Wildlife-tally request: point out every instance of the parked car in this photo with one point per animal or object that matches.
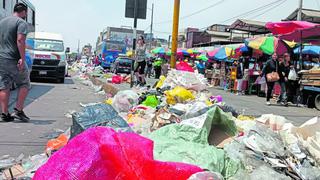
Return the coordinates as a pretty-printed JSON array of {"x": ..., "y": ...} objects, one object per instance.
[
  {"x": 49, "y": 57},
  {"x": 122, "y": 65}
]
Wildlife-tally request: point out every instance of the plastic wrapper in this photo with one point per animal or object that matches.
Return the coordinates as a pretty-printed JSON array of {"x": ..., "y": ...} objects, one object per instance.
[
  {"x": 196, "y": 109},
  {"x": 97, "y": 115},
  {"x": 273, "y": 121},
  {"x": 267, "y": 173},
  {"x": 178, "y": 95},
  {"x": 123, "y": 101},
  {"x": 206, "y": 176},
  {"x": 185, "y": 79},
  {"x": 101, "y": 153},
  {"x": 151, "y": 101},
  {"x": 117, "y": 79},
  {"x": 189, "y": 143},
  {"x": 183, "y": 66},
  {"x": 160, "y": 82}
]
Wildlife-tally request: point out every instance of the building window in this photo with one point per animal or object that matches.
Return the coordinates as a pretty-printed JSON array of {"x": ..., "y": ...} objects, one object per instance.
[{"x": 33, "y": 18}]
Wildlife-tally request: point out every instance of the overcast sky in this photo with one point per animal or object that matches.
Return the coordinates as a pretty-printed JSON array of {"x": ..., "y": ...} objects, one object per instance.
[{"x": 84, "y": 19}]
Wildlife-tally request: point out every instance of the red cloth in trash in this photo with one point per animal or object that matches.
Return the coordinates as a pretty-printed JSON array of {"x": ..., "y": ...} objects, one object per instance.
[
  {"x": 285, "y": 27},
  {"x": 102, "y": 153},
  {"x": 184, "y": 66},
  {"x": 117, "y": 79}
]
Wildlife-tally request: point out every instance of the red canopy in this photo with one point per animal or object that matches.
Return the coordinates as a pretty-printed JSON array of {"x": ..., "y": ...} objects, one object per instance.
[
  {"x": 309, "y": 35},
  {"x": 285, "y": 27}
]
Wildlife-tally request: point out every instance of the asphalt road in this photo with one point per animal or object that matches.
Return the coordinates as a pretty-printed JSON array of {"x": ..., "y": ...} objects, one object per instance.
[
  {"x": 255, "y": 106},
  {"x": 46, "y": 105}
]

----------

Exercise:
Search the entries above for "photo". Return every line that has it.

Completed task:
Wildlife-tally request: point out every instance of the parked car in this photo with one point per animal or object that matches.
Wildlife-tally request: point out every instance of the plastic wrapper in this photo with one point per animal or object that matches.
Wildlife-tally request: point out every instance of the building window in this photo with one point per animal or object that matches.
Wildlife-tally request: point out every instance of the overcast sky in this photo with one point per animal or object that matches.
Wildlife-tally request: point out every instance of the red cloth in trash in this photo with one point per animal or object that matches.
Wildlife-tally request: point out every instance of the red canopy in this photo with one point per animal or object that matches.
Wildlife-tally request: point out every instance of the asphalt road in this photo with one point per animal or object that matches.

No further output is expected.